### Provided text
= = =

Data is at the core of today’s most prolific AI technologies.From automated cars to retail chatbots, each of these innovations require mammoth amounts of specialized data to train their algorithms. As public demand for smart technologies increases, so too does the race to develop products that are better, cheaper and faster. The dataset generation industry is a behemoth, silently expanding.
A recent report predicts the worldwide dataset generation industry will sustain a 5x increase from today’s valuation by 2030, growing to USD $8,607 million (Research and Markets, 2022). The scope for engagement and profit is immense. Unfortunately, the majority profit goes towards dataset generation companies and NOT their workers. While most data workers make on average USD $0.22 (India) and USD $2 (USA) per hour of work; datasets are sold for USD $60-140 per hour of cleaned data!
THE HUMAN COST OF AI.

= = =

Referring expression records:
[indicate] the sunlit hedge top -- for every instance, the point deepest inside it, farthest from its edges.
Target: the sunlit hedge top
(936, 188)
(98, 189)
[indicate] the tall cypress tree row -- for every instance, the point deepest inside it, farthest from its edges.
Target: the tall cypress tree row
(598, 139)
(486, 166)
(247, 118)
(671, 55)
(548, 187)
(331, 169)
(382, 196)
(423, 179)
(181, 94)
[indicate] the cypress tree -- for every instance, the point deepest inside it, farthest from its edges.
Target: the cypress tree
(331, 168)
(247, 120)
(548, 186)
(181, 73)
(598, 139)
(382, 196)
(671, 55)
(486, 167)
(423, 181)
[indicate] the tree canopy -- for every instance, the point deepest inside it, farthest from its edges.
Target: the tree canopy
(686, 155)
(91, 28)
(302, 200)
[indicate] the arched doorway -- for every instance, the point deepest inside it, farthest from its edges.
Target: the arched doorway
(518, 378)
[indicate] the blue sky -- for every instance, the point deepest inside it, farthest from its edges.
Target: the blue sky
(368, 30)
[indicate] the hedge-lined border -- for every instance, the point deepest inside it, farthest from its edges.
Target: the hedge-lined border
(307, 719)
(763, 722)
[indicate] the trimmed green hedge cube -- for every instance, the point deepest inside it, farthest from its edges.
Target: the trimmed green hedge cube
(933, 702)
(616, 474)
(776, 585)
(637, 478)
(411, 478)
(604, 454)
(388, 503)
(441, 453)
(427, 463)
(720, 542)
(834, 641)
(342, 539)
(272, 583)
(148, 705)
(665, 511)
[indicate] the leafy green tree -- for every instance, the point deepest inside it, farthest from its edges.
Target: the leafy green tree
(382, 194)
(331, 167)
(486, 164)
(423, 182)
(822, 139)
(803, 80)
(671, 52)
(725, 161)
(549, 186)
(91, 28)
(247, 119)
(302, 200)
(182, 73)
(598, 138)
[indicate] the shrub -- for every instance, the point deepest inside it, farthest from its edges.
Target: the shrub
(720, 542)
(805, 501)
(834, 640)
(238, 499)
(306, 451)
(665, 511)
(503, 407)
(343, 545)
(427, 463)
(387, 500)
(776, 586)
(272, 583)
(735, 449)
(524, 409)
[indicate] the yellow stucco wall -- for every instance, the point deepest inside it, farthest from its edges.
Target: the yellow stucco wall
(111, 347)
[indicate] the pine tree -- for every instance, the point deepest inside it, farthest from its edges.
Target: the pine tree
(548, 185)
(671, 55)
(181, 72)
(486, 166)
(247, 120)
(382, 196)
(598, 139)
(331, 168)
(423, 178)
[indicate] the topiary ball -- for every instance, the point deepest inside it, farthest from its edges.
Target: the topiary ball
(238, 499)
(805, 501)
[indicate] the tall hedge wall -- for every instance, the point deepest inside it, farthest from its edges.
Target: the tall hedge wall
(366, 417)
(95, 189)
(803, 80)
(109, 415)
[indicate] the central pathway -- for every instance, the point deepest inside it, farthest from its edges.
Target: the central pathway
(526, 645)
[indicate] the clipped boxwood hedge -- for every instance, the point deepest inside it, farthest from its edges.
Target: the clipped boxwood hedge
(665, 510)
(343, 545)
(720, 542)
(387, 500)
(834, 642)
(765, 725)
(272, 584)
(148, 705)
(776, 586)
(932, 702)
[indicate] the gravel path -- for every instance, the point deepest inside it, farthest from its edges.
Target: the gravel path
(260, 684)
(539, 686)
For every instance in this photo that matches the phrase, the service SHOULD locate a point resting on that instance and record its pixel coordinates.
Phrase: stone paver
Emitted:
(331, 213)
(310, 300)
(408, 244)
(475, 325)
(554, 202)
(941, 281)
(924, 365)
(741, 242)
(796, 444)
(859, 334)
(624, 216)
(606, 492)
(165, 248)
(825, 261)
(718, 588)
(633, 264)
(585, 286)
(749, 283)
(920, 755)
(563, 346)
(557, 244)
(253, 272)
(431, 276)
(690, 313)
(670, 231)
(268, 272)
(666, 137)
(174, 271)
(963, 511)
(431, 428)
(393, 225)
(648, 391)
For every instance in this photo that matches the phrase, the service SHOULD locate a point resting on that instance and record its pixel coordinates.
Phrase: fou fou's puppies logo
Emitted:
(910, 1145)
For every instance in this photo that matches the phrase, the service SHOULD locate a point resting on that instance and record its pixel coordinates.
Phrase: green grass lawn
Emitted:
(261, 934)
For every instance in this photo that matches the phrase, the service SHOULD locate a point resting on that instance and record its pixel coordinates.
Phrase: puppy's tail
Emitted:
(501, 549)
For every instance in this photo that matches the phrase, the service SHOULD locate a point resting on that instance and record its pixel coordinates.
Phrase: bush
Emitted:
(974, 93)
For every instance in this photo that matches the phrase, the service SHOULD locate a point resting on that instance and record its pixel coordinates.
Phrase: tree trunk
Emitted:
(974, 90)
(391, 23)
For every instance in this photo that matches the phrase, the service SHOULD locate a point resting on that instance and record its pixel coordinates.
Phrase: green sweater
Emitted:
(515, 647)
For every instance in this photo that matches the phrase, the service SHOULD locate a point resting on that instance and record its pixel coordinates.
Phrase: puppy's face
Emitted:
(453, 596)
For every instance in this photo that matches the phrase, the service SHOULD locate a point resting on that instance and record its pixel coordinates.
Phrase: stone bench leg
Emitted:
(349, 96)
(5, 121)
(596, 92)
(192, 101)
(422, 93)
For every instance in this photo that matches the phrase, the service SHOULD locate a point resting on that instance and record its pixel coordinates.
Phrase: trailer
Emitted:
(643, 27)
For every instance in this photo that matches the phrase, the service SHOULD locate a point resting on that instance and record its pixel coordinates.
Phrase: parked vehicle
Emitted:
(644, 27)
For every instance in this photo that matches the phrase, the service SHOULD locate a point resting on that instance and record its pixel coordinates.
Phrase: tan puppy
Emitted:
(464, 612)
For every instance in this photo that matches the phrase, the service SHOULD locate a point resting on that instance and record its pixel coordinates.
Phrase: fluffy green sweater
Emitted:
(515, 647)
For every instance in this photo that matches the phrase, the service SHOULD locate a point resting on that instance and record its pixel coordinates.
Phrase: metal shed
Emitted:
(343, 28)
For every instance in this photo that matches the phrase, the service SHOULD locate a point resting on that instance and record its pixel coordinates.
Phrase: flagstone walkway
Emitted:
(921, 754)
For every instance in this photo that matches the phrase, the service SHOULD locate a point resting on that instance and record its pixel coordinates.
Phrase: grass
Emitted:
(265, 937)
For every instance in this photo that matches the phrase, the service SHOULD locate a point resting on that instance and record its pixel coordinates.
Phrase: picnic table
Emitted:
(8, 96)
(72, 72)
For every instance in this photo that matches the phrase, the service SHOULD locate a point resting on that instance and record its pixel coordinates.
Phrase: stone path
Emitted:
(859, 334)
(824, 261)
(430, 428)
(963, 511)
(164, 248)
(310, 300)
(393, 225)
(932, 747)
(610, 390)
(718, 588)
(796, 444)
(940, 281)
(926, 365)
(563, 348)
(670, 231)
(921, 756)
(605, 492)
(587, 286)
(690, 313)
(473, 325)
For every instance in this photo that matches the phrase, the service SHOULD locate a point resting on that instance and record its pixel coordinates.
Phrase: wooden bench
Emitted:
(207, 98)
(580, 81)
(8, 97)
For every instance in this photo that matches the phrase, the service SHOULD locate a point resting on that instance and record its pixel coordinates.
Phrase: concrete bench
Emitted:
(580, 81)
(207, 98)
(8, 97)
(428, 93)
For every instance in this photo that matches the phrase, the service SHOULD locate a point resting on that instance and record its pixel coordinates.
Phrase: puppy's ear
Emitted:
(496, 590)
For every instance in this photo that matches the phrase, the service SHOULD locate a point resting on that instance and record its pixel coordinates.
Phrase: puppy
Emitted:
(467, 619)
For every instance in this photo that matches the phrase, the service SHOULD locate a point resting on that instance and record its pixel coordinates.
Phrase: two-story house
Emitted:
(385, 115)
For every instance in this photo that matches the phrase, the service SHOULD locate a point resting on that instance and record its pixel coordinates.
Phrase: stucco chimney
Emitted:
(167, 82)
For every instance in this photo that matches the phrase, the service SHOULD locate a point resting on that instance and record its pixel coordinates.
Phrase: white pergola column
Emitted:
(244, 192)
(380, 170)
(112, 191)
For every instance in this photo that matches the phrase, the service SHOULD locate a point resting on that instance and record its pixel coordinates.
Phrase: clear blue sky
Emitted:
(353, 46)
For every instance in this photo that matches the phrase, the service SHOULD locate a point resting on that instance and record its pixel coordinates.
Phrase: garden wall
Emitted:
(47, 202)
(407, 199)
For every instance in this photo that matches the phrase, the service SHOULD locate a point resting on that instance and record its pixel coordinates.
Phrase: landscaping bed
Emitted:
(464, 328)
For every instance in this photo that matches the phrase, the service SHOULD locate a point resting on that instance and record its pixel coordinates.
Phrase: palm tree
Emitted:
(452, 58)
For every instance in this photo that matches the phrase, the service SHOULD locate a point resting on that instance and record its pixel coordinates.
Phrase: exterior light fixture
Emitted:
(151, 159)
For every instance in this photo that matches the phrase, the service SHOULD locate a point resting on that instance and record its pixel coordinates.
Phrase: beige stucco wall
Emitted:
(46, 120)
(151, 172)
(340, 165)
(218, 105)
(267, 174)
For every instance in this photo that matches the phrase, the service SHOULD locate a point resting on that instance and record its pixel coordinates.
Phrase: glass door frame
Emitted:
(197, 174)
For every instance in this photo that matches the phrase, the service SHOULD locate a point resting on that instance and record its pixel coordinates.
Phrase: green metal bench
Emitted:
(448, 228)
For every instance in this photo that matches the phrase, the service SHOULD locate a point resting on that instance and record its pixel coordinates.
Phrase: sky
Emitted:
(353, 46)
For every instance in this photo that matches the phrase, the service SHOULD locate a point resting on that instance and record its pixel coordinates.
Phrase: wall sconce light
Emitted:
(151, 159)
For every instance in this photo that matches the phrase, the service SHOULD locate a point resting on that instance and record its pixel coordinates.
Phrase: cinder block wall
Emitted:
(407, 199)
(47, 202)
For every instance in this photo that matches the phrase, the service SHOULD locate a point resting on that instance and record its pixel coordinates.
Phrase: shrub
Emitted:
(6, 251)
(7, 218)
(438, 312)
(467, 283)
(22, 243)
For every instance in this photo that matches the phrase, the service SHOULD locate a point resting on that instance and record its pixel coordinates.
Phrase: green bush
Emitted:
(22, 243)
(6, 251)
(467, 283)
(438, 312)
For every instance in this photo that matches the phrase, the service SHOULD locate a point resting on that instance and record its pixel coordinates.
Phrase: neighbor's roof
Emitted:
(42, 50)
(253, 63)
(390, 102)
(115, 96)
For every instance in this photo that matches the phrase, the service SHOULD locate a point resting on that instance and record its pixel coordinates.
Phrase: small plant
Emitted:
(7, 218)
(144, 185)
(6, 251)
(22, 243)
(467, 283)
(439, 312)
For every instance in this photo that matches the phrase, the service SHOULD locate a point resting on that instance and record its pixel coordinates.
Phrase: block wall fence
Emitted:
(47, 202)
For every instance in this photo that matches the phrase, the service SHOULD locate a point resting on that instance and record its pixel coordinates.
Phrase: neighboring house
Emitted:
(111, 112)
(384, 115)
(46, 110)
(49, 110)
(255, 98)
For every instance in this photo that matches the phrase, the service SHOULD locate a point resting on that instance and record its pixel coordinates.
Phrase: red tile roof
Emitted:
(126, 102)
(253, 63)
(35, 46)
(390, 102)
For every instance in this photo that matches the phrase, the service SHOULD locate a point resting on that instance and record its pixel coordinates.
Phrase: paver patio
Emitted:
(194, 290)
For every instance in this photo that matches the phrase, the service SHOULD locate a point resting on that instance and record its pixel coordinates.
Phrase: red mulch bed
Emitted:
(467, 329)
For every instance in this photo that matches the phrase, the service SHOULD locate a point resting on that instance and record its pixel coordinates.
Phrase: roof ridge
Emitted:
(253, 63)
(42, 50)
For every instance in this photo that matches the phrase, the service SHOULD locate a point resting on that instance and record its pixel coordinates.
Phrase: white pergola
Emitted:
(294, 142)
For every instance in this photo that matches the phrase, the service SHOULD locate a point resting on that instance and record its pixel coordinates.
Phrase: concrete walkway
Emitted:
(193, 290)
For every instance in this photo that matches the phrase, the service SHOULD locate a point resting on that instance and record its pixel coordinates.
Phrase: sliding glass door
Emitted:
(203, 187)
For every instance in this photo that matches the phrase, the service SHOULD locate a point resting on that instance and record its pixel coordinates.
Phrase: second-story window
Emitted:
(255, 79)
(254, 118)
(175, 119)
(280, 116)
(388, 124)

= = =

### About this task
Answer the following questions using the text on the dataset generation industry.
1. Which two innovations does the text name as examples of AI technologies?
2. By what year is the worldwide dataset generation industry predicted to reach USD $8,607 million?
3. At what price range per hour of cleaned data are datasets sold?
The entries have no connection to the text above.

### Exercise answer
1. Automated cars and retail chatbots.
2. 2030.
3. USD $60-140.